TESTO DEL DOCUMENTO

%%

Passati quasi inosservati all'epoca, gli Squirrel Bait hanno partorito una quantità di suoni (e di band) fondamentali degli anni 90. E il loro "Skag Heaven" resta un punto di approdo per tutto il punk-rock

di Tommaso Franci

Nel 1986 le chitarre degli Slint (Brian Mecmahan) e dei Bitch Magnet (David Grubbs: anche in Bastro e Gastr del Sol), supremamente coadiuvati dalla voce di Peter Searcy, la batteria di Ben Daughtrey e il basso di Clark Jhonson, furono insieme per i 25 minuti di Skag Heaven. Che bastarono a lasciare un segno indelebile nella musica rock.

%%

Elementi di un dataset

%%

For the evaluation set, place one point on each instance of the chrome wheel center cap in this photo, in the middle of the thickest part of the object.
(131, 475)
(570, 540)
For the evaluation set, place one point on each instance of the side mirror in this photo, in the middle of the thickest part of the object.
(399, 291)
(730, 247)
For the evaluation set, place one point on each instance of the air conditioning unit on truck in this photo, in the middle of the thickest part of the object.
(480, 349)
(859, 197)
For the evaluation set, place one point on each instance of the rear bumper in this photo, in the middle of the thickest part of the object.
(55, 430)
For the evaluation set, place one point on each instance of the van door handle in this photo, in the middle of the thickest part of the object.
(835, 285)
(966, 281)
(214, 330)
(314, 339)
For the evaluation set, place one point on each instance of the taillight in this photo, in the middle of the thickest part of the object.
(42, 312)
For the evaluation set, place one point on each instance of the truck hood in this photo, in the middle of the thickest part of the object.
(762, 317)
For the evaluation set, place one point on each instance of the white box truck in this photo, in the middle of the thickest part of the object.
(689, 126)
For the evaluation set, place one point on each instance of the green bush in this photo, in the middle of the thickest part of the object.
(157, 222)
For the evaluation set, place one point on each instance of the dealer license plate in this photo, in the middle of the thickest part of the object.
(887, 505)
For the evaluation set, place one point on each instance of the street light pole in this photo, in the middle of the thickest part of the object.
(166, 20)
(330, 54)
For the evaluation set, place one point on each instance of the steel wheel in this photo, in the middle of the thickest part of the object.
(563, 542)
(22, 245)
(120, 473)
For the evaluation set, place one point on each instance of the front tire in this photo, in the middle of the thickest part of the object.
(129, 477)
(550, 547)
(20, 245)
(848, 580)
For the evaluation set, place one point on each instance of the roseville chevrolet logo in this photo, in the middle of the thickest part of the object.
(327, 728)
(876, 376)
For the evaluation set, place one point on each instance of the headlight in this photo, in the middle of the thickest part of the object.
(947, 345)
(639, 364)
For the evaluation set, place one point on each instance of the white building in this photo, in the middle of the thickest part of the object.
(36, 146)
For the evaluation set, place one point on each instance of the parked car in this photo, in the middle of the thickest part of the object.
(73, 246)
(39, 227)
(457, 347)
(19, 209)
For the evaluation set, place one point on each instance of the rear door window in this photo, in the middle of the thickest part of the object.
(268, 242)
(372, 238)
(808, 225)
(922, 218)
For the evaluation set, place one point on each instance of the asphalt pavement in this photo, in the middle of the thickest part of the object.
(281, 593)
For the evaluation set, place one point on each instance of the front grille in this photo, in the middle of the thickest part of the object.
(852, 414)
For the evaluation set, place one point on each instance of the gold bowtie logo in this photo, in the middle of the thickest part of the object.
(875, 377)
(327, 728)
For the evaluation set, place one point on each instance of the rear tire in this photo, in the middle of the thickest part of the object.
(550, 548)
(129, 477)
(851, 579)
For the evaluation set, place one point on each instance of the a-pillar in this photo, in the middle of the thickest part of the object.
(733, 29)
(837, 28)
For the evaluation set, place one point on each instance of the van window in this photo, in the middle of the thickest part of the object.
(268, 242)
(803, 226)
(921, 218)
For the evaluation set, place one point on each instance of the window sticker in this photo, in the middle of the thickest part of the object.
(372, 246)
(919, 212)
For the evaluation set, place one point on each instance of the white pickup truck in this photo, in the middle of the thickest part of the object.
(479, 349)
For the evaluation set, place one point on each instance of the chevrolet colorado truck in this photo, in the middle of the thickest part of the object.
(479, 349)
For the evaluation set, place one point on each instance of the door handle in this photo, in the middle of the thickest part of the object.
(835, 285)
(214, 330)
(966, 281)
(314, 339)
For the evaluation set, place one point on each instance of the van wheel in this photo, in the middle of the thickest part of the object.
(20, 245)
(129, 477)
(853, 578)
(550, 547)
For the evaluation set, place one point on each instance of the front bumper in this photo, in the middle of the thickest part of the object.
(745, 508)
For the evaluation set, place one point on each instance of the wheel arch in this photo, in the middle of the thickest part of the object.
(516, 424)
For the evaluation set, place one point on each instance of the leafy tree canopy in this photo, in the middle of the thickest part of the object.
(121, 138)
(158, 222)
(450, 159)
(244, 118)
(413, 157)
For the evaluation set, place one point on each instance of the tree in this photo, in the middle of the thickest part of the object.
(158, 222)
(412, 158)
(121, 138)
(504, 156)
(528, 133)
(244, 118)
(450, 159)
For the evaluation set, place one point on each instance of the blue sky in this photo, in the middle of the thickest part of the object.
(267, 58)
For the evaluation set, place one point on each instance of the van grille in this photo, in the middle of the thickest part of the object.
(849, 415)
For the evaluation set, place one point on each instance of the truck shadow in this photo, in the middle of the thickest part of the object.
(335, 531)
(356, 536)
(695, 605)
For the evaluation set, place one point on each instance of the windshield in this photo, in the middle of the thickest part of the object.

%%

ISTRUZIONI DELL'ESERCIZIO
• A. Riassumi in due frasi il testo sugli Squirrel Bait.
• B. Individua tutte le righe che contengono la parola "white" e trascrivile.
Il testo e le righe non hanno alcun legame tra loro.

RISPOSTE AI COMPITI
• A. Gli Squirrel Bait, passati quasi inosservati all'epoca, hanno dato origine a suoni e band fondamentali degli anni 90, e il loro "Skag Heaven" resta un punto di approdo per tutto il punk-rock. Nel 1986 le chitarre di membri degli Slint e dei Bitch Magnet, con la voce di Peter Searcy, la batteria di Ben Daughtrey e il basso di Clark Jhonson, si ritrovarono insieme per i 25 minuti di Skag Heaven, che bastarono a lasciare un segno indelebile nella musica rock.

• B.
For the evaluation set, place one point on each instance of the white box truck in this photo, in the middle of the thickest part of the object.
For the evaluation set, place one point on each instance of the white building in this photo, in the middle of the thickest part of the object.
For the evaluation set, place one point on each instance of the white pickup truck in this photo, in the middle of the thickest part of the object.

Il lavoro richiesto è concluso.